### Problem statement
Render every entry verbatim.
====== Data provided
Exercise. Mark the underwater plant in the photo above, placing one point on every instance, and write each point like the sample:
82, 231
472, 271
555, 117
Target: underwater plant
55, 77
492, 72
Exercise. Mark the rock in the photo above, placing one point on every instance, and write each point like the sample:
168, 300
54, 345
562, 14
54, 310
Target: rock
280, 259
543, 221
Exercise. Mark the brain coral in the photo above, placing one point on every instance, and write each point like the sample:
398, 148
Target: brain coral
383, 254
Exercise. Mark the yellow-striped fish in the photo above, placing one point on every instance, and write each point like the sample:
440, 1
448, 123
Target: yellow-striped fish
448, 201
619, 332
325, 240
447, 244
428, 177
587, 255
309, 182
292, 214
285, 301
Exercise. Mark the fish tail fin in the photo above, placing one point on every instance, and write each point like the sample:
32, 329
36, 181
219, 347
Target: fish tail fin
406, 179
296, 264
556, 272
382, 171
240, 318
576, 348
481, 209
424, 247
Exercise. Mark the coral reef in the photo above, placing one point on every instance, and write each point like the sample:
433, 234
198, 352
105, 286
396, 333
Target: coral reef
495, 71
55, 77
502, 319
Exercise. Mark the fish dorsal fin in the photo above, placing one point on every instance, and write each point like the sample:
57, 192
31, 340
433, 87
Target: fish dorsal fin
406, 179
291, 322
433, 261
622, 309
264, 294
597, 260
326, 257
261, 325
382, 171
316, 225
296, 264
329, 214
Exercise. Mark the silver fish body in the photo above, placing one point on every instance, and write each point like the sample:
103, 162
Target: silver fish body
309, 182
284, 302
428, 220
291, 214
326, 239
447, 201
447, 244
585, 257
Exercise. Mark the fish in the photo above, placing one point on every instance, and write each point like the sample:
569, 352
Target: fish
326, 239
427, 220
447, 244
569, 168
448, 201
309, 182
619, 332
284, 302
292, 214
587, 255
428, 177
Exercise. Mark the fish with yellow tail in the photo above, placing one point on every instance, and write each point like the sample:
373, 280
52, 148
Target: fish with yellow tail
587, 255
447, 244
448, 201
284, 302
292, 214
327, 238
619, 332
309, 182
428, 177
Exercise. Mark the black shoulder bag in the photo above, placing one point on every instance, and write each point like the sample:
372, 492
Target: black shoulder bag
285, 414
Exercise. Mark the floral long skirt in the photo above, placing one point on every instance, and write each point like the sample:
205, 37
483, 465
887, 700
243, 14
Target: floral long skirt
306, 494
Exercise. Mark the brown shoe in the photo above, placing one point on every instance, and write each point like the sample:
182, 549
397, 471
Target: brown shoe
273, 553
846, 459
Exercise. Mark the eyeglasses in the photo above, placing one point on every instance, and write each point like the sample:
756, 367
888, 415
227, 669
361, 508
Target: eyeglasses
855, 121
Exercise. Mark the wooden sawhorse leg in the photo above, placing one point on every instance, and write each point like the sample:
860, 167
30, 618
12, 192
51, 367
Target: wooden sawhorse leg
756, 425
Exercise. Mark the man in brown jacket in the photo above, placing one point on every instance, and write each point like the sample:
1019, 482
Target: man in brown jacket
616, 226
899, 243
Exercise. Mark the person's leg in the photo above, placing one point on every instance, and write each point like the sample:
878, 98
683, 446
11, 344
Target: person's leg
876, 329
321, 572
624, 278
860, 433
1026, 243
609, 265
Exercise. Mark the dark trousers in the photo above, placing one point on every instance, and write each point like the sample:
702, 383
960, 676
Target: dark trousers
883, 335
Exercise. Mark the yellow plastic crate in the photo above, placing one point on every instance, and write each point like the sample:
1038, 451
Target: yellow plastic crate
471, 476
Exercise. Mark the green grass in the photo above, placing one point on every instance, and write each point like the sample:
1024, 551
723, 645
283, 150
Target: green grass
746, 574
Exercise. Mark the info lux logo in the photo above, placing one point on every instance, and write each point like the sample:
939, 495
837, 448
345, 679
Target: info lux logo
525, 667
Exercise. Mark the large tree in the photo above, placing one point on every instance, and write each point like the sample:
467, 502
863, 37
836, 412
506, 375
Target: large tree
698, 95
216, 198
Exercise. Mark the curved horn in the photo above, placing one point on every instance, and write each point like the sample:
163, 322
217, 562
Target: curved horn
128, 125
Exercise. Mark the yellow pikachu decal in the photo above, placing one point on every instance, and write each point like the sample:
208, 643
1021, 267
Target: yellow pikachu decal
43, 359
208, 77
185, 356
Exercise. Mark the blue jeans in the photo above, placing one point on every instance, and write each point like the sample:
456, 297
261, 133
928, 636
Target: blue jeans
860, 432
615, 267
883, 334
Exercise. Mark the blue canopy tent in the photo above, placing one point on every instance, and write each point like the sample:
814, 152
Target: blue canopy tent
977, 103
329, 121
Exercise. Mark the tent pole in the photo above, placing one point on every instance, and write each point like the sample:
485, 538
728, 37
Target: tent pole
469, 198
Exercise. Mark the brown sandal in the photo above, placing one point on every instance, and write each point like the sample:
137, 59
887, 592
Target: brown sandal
============
### Answer below
Exercise. Mark the underwater plant in the photo above, placing one point on every instance, and write each point like the sample:
82, 231
472, 271
555, 117
Target: underwater plant
55, 77
492, 72
Exercise. Mark the rock in the photo above, placing one point on every instance, and write each point like the sample:
168, 300
54, 345
562, 14
54, 310
Target: rock
280, 259
543, 221
Exercise. Mark the brain coral in the photo above, placing one point on every instance, and write each point like the sample:
398, 148
Target: brain coral
383, 254
Exercise. Mark the yellow-striped fish in the photo above, placing one point on every instance, and write each point like the sample:
440, 1
448, 123
Target: yellow-striped fish
448, 201
619, 332
325, 240
447, 244
428, 177
587, 255
309, 182
292, 214
285, 301
Exercise. Mark the fish tail fin in the photo above, placing one point on every instance, and write each point like the sample:
32, 329
36, 181
219, 347
Target: fish tail fin
406, 179
296, 264
556, 272
382, 171
240, 318
576, 348
481, 209
424, 247
Exercise. Mark the coral reef in the photo above, placing one point on every instance, and write each point like the sample:
433, 234
198, 352
105, 286
396, 333
Target: coral reef
495, 71
55, 77
502, 319
Exercise. Mark the fish dorsal fin in the photo above, placing one point on every instance, and write each point like the sample:
57, 192
31, 340
433, 87
Target: fish dorsal fin
406, 179
291, 322
433, 261
622, 309
264, 294
597, 260
326, 257
261, 325
382, 171
316, 225
296, 264
329, 214
Exercise. Mark the silver fish body in the photo above, placing one point on every instance, and write each point like the sample:
103, 162
Target: silver fish body
309, 182
284, 302
428, 220
291, 214
326, 239
447, 201
447, 244
585, 257
Exercise. Mark the fish in the photo above, placing one point on every instance, and write each point like the sample:
569, 352
Target: fish
326, 239
427, 220
447, 244
569, 168
448, 201
309, 182
619, 332
284, 302
292, 214
587, 255
428, 177
Exercise. Mark the fish with yellow tail in the photo above, placing one point on every instance, and write each point like the sample:
373, 280
52, 148
Target: fish with yellow tail
587, 255
447, 244
448, 201
284, 302
292, 214
327, 238
619, 332
309, 182
428, 177
Exercise. Mark the black shoulder bag in the photo above, placing one point on every instance, and write each point like the sample:
372, 492
Target: black shoulder bag
285, 414
Exercise. Mark the floral long skirt in the photo above, placing one point on every instance, and write each point like the sample:
205, 37
483, 465
887, 700
243, 14
Target: floral long skirt
306, 494
Exercise. Mark the brown shoe in the photo above, placing one point on every instance, and write each point like the sample:
182, 549
397, 471
Target: brown shoe
273, 553
846, 459
Exercise. Mark the eyeglasses in the photo above, placing one point on every instance, and write each point like the sample:
756, 367
888, 415
227, 669
361, 508
Target: eyeglasses
855, 121
Exercise. Mark the wooden sawhorse leg in the photo above, placing one point on every instance, and write each point like the sample:
860, 167
30, 618
12, 192
51, 367
Target: wooden sawhorse leg
756, 425
Exercise. Mark the man in brown jacket in the photo above, placing one point on every instance, and write each point like the sample:
1019, 482
Target: man in brown jacket
616, 226
899, 243
Exercise. Mark the person's leg in the photo above, placing one point on every instance, and write each point like the sample:
878, 98
683, 446
11, 344
Target: person's leg
876, 329
321, 572
624, 278
860, 433
1026, 243
609, 265
Exercise. Mark the dark trousers in the photo above, placing one point on every instance, and write each point like the sample:
702, 383
960, 676
Target: dark trousers
883, 335
Exercise. Mark the yellow plastic crate in the photo above, placing one point on every instance, and write each point like the sample:
1038, 451
Target: yellow plastic crate
471, 476
Exercise. Mark the green grass in the photo above, placing one point on every instance, and write each point like the sample:
1024, 551
723, 645
283, 150
Target: green grass
746, 574
Exercise. Mark the info lux logo in the photo above, placing one point on every instance, and write each point like the sample:
939, 495
837, 448
345, 679
Target: info lux logo
525, 667
Exercise. Mark the large tree in the photo above, placing one point on every instance, and write each point like the sample:
467, 502
863, 37
836, 412
506, 375
Target: large tree
698, 95
216, 198
Exercise. Mark the curved horn in the photo above, placing one point on every instance, and write each point like the sample:
163, 322
217, 562
Target: curved horn
128, 125
Exercise. Mark the yellow pikachu decal in the photo above, placing one point on every instance, and write each point like the sample:
208, 643
1021, 267
Target: yellow pikachu decal
43, 359
208, 77
185, 356
Exercise. Mark the blue jeans in the photo above, placing one point on every instance, and write each point like the sample:
456, 297
261, 133
928, 636
Target: blue jeans
860, 432
615, 267
883, 334
Exercise. Mark the blue canopy tent in the photo above, placing one point on every instance, and write each point like the sample:
814, 152
Target: blue canopy tent
977, 103
329, 121
Exercise. Mark the tent pole in the photo above, placing one point on every instance, and write each point like the sample:
485, 538
728, 37
Target: tent pole
469, 198
Exercise. Mark the brown sandal in the photo above, placing one point on every instance, and write each point like the sample:
137, 59
887, 592
Target: brown sandal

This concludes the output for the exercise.